- **Yapılacak iş**: Şükrü Erbaş'ın şiiri üzerine yazıda "Her mısraı üzerinde uzun uzun kafa yorulabilir" diye başlayan paragraf, ana bilgileri korunarak kısa maddeler hâlinde nasıl yazılır?

“Ayrılık ne biliyor musun? İnsanın içini dökmekten vazgeçmesi ayrılık!” Son zamanlarda okuduğum en güzel şiirlerden biri bu. Şükrü Erbaş’ın “Senin Korkularını Benim İnceliğimi” şiiri. Kaç kez okudum saymadım. Kaç kez şairin kendi sesinden dinledim onu da saymadım.
Her mısraı üzerinde uzun uzun kafa yorulabilir bu şiirin. Şaire imrenmek değil bu, düpedüz kıskanıyorum şairi. Bu yazıyı planlarken şiirden beş on mısra alıntı yapar yazıyı şekillendiririm diye düşünmüştüm. Öyle olmadı. Hangi dizeyi alsam diğerlerinin hatırı kaldı. Öyleyse bu güzel şiiri kırkıp saksağana çevirmektense bir bütün halinde buraya koymak en doğrusu olmalıydı. Aşağıya şairin sesinden bir de bağlantı koyuyorum. Önce okuyun sonra dinleyin. Sonra tekrar okuyun, tekrar okuyun. “İnsanın yaşlandıkça kendi kuyusuna düşmesi” gibi…
Senin Korkularını Benim İnceliğimi
Ayrılık ne biliyor musun?
Ne araya yolların girmesi
Ne kapanan kapılar
Ne yıldız kayması gecede, ne güz
Ne ceplerde tren tarifesi
Ne de turna katarı gökte
İnsanın içini dökmekten vazgeçmesi ayrılık!
İpi kopmuş boncuklar gibi yollara döktüğü gözlerini
Birer damla düş kırıklığı olarak toplaması içine
Ardında dünyalar ışıyan camlar dururken
Duvarlara dalıp dalıp gitmesi
Türküsünü söyleyecek kimsesi kalmamak ayrılık
Ödünç sesle konuşan bir kalabalık içinde kendi sesiyle silinmek
Birdenbire büyümesi gülüşü artık yaprak kıpırdatmayan bir çocuğun
İnsanın yaşlandıkça kendi kuyusuna düşmesi
Bir kadının yatağına uzanan kül bağlamış bir gövde
Saçına rüzgâr, sesine ışık düşürememek kimsenin
Parmaklarını sözüne pınar edememek
Uzaklarda bir adamın üşümesi; bir kadın dağlara daldıkça
Işıklı vitrinlere bakmadan geçmek çarşılardan
Çiçekçilerden uzağa düşmesi insanın yolunun
Evlerle sokaklar arasında bir ayrım kalmaması
Ayrılık; yağmurdan vazgeçiş, sudan üşüme
Yalnızca gölge vermesi ağaçların
İyiliğin küfre dönmesi ayrılık
Güneşin bir ceza gibi doğması dünyaya
Başını alıp gitmek gibi bir geri dönüş
İki adımından birisi insanın, sevincin kundakçısı
Hüznün arması, süreğen korkusu inceliğin
Ayrılık, o küçük ölüm; usta dokunuşlarla bizi büyük ölüme hazırlayan
Şimdi anlıyor musun gidişinin neden ayrılık olmadığını?

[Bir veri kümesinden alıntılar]

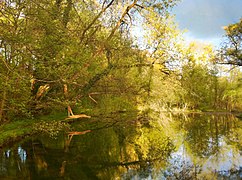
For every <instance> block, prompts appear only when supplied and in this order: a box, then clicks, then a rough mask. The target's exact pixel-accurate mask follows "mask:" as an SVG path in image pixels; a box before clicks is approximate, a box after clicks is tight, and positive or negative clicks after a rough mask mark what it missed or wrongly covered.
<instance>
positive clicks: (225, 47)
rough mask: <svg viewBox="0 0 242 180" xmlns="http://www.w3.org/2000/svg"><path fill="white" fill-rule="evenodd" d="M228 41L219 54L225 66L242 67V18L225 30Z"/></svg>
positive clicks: (228, 27) (232, 24)
mask: <svg viewBox="0 0 242 180" xmlns="http://www.w3.org/2000/svg"><path fill="white" fill-rule="evenodd" d="M224 30H225V32H226V34H225V37H226V40H225V42H224V44H223V46H222V47H221V49H220V52H219V54H218V56H219V57H221V58H220V59H219V60H220V62H222V63H225V64H232V65H236V66H242V18H241V19H240V21H239V22H237V23H234V24H230V25H228V26H226V27H225V28H224Z"/></svg>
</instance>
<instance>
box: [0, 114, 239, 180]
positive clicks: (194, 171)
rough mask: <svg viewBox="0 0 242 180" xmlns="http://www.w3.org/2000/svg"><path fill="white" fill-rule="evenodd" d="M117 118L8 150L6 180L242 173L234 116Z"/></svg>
mask: <svg viewBox="0 0 242 180" xmlns="http://www.w3.org/2000/svg"><path fill="white" fill-rule="evenodd" d="M116 118H117V120H114V119H104V118H103V119H101V120H100V119H92V120H91V121H90V123H89V124H88V123H87V122H83V121H81V122H76V123H73V124H72V126H73V129H72V130H73V132H80V133H79V134H78V135H75V136H74V135H73V136H72V137H71V138H70V134H69V138H68V133H63V134H62V135H60V136H59V137H58V138H57V139H51V138H49V137H48V136H46V135H41V136H38V137H35V138H31V139H26V140H25V141H24V142H20V143H19V144H21V145H20V146H19V145H18V144H16V145H15V146H13V147H11V148H9V149H6V150H4V151H2V152H1V154H2V155H1V159H0V179H4V178H5V179H6V178H8V179H11V178H16V177H17V178H18V179H29V178H31V179H36V178H37V179H38V178H47V179H48V178H57V179H58V178H65V179H115V178H120V179H132V178H134V179H142V178H143V179H145V178H147V179H162V178H163V179H164V178H168V179H169V178H177V179H181V178H187V179H189V178H190V179H193V178H204V179H211V178H217V177H239V173H241V162H242V158H241V151H242V148H241V142H242V139H241V138H242V131H241V127H242V126H241V124H242V122H241V121H240V120H238V119H237V118H235V117H234V116H232V115H224V114H223V115H222V114H216V115H214V114H207V115H201V114H189V115H185V114H175V115H171V114H159V113H157V112H149V113H148V115H146V116H144V115H139V116H133V117H116ZM87 129H88V133H82V132H87V131H85V130H87ZM70 139H71V140H70ZM68 140H69V141H68ZM67 142H68V143H67Z"/></svg>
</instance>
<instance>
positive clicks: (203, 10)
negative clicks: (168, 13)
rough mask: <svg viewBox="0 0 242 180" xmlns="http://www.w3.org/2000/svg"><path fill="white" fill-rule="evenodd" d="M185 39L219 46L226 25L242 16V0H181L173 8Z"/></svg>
mask: <svg viewBox="0 0 242 180" xmlns="http://www.w3.org/2000/svg"><path fill="white" fill-rule="evenodd" d="M172 13H173V14H175V15H176V21H177V22H178V24H179V28H180V29H186V30H187V32H186V33H185V39H186V40H187V41H188V42H190V41H193V40H198V41H200V42H204V43H211V44H213V45H214V46H216V47H218V46H219V44H220V43H221V42H222V37H223V35H224V34H225V31H224V30H223V27H224V26H227V25H229V24H233V23H236V22H238V21H239V19H240V18H242V0H181V2H178V4H177V5H176V6H175V7H174V9H173V10H172Z"/></svg>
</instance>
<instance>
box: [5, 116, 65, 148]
mask: <svg viewBox="0 0 242 180" xmlns="http://www.w3.org/2000/svg"><path fill="white" fill-rule="evenodd" d="M64 118H66V113H54V114H50V115H48V116H41V117H38V118H36V119H21V120H17V121H12V122H9V123H5V124H2V125H1V126H0V147H3V146H4V144H8V143H11V142H14V141H16V140H19V139H21V138H23V137H26V136H30V135H33V134H34V133H35V131H34V129H33V127H34V125H35V124H36V123H38V122H40V121H45V122H49V121H53V120H55V121H61V120H63V119H64Z"/></svg>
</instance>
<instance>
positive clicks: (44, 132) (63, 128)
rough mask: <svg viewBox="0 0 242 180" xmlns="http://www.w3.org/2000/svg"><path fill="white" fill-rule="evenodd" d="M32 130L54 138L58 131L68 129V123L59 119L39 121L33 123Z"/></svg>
mask: <svg viewBox="0 0 242 180" xmlns="http://www.w3.org/2000/svg"><path fill="white" fill-rule="evenodd" d="M33 130H34V131H35V132H37V133H43V134H47V135H49V136H50V137H51V138H56V137H57V136H58V134H59V133H60V132H63V131H67V130H70V125H69V124H68V123H66V122H61V121H51V122H46V121H41V122H39V123H36V124H34V127H33Z"/></svg>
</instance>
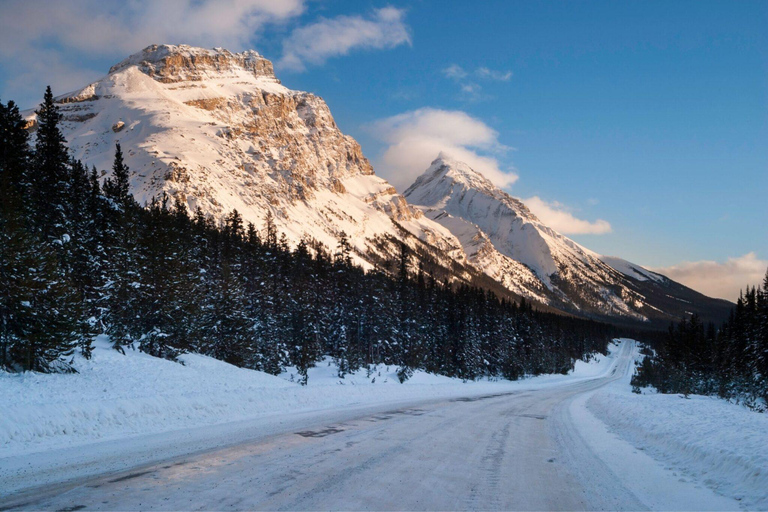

- **Alıştırma çıktısı**:
- Şiirin her mısraı üzerinde uzun uzun düşünülebilir. Yazar şaire imrenmekle kalmıyor, onu düpedüz kıskanıyor.
- Yazar başta şiirden beş on mısra alıntılayarak yazıyı şekillendirmeyi planlamış. Hangi dizeyi seçse diğerleri dışarıda kalacağı için bundan vazgeçmiş.
- Şiiri parçalamak yerine bütün hâlinde yazıya koymayı en doğrusu bulmuş.
- Altına şiirin şairin kendi sesinden okunuşunun bağlantısını ekliyor.
- Okura önce okumasını, sonra dinlemesini, ardından tekrar tekrar okumasını öneriyor.